● **Texto de estudio**:
------------------------
Creo interesante señalar que las recientes manifestaciones por la sanidad pública en Madrid o Santiago de Compostela no clamaban por derechos abstractos ni, mucho menos, por las esencias de lo que se vive como identidad individual o como sentimiento. Por el contrario, los asistentes defendían el sistema de gestión de la salud como algo compartido, de todos; y al reivindicar la atención sanitaria centraban su mensaje en algo muy concreto en la vida de cada ciudadano, aunque la pandemia nos haya enseñado su dimensión plural. Así, mientras la voz de algunos políticos sigue insistiendo en abstracciones (libertad, identidad de género), y contenidos altamente expresivos (descalificaciones, triunfalismos, victimismos) se diría que la voz ciudadana rechaza unas políticas bien concretas y reclama otras, con más argumento que relato, con más “nosotros” que “yo”. Asombran, por eso, los intentos, a izquierda y derecha, de negar el valor político de esas manifestaciones, pretendiendo convertirlas, tramposamente, en antipolítica. ¿Hay algo más político que la decisión de destinar la recaudación del Estado a sistemas de salud públicos o privados? Y quien dice salud, dice educación o protección social y, en suma, Estado de bienestar.
Así como Johnny Guitar nos sorprende por ser un western de los cincuenta en el que es el hombre quien inicia las conversaciones amorosas, puede parecer extraño pretender que sea ese mensaje ciudadano el que impulse cambios en el discurso político y mediático; pero es inevitable pensar que medios y políticos ajusten su discurso en respuesta a esa ciudadanía con acciones igualmente centradas en el contenido. En el primer caso, por ejemplo, aunque los medios siguen privilegiando el encuadre del conflicto (la reiterada polarización), y siguen recurriendo al clickbait como estrategia de tráfico digital, los periódicos ya saben que sin calidad informativa no aumentarán las suscripciones de pago.
------------------------
● **Tarea 1**: Traduzca al inglés la siguiente oración del texto de estudio: "¿Hay algo más político que la decisión de destinar la recaudación del Estado a sistemas de salud públicos o privados?"
● **Tarea 2**: Prosiga el texto sobre las manifestaciones por la sanidad pública a partir de su última oración.
Para resolver el ejercicio no es necesario consultar las líneas.

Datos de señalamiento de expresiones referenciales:
------------------------
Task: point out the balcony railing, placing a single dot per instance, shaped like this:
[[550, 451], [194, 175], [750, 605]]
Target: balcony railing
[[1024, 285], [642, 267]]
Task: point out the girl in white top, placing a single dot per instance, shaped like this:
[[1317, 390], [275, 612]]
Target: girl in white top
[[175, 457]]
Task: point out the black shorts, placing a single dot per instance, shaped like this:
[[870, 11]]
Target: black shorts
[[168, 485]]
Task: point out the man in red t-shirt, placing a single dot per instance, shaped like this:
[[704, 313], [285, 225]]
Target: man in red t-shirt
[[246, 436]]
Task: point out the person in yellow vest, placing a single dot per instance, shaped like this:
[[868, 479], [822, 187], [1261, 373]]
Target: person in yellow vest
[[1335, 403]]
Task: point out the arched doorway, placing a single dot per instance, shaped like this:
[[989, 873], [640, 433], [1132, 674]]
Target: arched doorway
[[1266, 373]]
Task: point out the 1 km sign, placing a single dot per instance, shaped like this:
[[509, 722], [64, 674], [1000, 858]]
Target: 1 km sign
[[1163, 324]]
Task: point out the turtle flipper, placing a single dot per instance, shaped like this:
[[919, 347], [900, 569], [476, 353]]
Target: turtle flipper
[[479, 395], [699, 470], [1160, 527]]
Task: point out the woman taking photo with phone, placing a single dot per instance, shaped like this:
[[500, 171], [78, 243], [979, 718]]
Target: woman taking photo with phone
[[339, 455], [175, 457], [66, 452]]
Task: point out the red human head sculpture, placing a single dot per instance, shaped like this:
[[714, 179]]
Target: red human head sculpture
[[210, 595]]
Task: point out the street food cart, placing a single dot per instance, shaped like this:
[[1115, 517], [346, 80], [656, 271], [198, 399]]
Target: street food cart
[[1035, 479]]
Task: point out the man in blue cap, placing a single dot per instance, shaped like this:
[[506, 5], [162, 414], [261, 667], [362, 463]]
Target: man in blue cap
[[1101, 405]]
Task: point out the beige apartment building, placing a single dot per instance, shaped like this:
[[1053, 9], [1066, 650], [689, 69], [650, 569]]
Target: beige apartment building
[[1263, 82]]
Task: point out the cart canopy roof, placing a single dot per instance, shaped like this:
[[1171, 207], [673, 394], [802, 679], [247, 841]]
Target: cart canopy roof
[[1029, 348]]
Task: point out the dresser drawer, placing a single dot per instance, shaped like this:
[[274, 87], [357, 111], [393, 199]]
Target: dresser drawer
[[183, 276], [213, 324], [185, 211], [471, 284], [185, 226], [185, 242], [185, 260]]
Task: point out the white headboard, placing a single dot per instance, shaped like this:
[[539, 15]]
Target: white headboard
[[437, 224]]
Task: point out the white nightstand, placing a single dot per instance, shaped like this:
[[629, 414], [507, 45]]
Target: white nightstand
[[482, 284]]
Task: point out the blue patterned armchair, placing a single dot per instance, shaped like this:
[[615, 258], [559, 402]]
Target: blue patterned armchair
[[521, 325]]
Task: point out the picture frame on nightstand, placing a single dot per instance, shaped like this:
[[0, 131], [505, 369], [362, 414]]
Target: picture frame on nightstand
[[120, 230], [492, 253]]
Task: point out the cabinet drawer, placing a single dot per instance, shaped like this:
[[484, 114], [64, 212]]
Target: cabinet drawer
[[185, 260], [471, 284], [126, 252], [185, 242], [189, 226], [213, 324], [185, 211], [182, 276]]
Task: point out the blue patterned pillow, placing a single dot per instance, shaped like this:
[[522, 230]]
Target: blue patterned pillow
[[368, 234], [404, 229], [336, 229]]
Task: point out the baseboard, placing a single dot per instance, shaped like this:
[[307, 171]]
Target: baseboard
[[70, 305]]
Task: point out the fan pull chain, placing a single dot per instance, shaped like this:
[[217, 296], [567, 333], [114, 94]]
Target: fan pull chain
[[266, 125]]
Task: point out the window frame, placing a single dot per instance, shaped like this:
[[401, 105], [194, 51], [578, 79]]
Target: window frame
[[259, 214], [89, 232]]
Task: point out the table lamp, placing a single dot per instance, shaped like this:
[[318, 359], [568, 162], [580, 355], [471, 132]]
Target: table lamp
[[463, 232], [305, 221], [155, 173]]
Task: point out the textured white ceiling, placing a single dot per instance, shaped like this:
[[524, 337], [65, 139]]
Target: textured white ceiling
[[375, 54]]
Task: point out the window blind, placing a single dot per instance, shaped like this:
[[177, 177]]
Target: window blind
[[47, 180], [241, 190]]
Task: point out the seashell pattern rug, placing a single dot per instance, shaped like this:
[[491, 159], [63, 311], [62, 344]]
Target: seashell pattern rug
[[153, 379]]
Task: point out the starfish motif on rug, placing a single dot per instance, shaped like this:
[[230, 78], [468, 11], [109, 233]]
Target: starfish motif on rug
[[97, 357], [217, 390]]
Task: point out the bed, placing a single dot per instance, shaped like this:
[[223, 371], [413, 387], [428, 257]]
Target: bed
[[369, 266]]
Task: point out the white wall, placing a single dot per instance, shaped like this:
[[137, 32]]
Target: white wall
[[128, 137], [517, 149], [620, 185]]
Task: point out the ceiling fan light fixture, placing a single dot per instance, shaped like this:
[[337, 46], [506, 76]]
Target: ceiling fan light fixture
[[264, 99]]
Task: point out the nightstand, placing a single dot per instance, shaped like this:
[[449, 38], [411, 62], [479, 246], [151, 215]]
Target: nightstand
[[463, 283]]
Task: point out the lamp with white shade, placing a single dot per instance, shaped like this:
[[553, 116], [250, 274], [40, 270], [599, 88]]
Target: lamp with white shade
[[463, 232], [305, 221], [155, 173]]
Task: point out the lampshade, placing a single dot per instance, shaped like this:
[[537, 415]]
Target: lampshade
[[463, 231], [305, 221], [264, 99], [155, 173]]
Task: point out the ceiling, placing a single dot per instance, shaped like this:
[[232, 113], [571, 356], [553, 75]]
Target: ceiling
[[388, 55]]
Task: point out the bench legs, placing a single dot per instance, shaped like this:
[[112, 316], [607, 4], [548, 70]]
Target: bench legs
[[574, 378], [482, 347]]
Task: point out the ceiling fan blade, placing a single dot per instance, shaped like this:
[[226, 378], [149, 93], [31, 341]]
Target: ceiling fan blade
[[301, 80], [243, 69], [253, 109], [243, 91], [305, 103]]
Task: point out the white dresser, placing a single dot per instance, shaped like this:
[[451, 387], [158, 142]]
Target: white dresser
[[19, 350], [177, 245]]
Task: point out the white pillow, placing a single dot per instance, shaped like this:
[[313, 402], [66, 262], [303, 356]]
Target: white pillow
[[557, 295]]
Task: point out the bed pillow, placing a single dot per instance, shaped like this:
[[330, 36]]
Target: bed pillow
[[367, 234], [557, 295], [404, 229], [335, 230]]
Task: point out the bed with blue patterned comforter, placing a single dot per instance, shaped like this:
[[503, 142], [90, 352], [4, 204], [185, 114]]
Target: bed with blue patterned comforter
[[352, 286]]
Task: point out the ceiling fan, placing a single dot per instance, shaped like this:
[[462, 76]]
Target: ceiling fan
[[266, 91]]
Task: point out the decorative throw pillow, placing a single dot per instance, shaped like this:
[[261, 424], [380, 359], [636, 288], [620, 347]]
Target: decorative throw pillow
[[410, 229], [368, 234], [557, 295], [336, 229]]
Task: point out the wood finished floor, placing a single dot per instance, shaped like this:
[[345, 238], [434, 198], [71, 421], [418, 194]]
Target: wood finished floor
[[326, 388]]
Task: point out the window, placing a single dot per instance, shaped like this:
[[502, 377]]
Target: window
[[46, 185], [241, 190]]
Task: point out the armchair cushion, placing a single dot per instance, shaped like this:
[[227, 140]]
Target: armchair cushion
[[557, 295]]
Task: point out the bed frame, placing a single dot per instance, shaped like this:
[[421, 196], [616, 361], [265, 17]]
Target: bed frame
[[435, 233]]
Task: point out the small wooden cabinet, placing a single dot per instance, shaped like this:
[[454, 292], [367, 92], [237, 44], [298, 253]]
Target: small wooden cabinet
------------------------
● **Espacio de respuesta 1**: Is there anything more political than the decision to allocate the State's revenue to public or private health systems?

● **Espacio de respuesta 2**:
En el caso de los políticos, me atrevo a decir que fracasará quien centre sus esfuerzos en conseguir que el líder resulte simpático a los ciudadanos, porque, siendo algo importante, no basta en absoluto cuando estos notan que su situación empeora diariamente. Y si comparamos la algarabía actual de la esfera política con la de hace, por ejemplo, cinco años, es fácil comprobar que algunas de las voces más estridentes han desaparecido sin dejar huecos notorios. Quienes, buscando la atención mediática y en redes, pretendan emular esos discursos, no habrán entendido que la indignación y lo simbólico ya no bastan para movilizar, y que es tiempo de ofrecer realidades nítidas a los ciudadanos, es decir, política. Incluso a riesgo de aburrirlos. En este sentido, la mirada a lo común, y no a lo que separa, puede suponer un eje discursivo prometedor y con proyección a futuro. Pensadores como Juan Romero o Mark Lilla han señalado hace tiempo la necesidad de discursos renovados en esa dirección.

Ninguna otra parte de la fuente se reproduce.